**Record list**:
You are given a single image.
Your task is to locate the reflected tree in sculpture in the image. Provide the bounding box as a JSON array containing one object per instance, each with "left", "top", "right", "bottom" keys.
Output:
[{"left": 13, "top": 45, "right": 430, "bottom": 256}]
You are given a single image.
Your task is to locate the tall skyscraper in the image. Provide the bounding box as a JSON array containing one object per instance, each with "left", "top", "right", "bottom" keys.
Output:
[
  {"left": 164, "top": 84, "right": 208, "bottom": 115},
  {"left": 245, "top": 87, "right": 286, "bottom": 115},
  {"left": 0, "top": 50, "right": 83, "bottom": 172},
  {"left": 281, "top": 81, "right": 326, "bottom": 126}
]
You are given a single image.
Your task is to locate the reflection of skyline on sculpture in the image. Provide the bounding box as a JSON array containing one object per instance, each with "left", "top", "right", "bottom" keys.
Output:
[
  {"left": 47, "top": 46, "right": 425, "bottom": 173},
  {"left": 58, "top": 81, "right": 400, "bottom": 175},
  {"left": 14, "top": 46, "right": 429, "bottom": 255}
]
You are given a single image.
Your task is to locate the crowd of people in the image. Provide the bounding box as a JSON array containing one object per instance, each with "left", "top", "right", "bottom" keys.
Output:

--

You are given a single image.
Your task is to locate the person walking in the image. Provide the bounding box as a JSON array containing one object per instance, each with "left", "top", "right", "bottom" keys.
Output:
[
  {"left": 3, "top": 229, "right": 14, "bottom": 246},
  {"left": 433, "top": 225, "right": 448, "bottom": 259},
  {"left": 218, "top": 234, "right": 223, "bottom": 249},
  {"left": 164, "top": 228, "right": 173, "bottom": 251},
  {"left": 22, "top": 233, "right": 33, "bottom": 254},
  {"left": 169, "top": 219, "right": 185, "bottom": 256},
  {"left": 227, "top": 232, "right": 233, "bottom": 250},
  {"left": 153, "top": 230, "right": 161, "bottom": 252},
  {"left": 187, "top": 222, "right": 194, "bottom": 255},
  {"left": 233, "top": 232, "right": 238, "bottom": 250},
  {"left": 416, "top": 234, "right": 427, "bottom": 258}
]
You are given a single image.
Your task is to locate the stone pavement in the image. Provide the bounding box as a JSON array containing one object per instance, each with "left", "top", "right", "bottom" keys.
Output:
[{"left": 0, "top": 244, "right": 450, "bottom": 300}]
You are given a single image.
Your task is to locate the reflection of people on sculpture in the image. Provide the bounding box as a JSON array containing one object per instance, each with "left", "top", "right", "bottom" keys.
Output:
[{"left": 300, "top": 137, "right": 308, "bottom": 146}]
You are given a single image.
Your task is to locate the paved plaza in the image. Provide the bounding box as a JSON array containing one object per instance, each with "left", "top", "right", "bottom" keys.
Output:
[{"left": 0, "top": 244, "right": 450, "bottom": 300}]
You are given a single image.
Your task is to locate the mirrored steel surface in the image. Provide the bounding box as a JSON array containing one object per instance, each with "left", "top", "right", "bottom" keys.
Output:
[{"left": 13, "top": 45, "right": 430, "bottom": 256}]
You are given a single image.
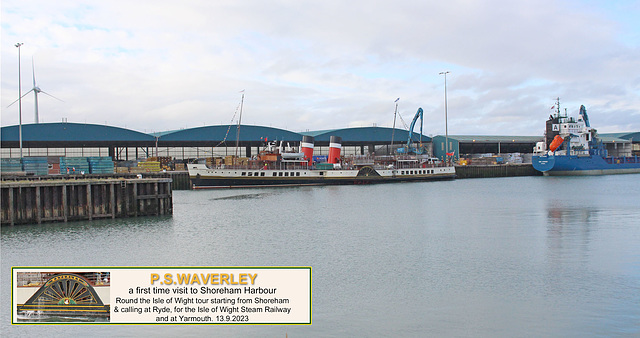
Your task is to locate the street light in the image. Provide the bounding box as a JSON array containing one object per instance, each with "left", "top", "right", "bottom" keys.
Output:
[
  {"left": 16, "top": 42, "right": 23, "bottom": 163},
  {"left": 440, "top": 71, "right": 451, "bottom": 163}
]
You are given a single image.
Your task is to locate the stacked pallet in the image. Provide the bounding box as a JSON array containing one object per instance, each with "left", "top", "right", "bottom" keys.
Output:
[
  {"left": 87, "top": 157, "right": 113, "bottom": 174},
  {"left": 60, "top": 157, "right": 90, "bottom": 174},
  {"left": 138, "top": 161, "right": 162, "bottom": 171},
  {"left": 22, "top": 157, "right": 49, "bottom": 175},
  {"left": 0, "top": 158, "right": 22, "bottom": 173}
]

**Goal of the exercise**: Find every line in the data above that contains the word "people", and copy each of those lines.

**Full solution**:
Your task is to locate the crowd of people in the image. Provide the bounding box as a JSON array containing one object per instance, each with "left", "top", "right", "bottom" keys.
Your task is to locate the reflection of people on sculpture in the image. Provide the bounding box as a JSON array containing one object per instance, each with "left", "top", "right", "bottom" keys.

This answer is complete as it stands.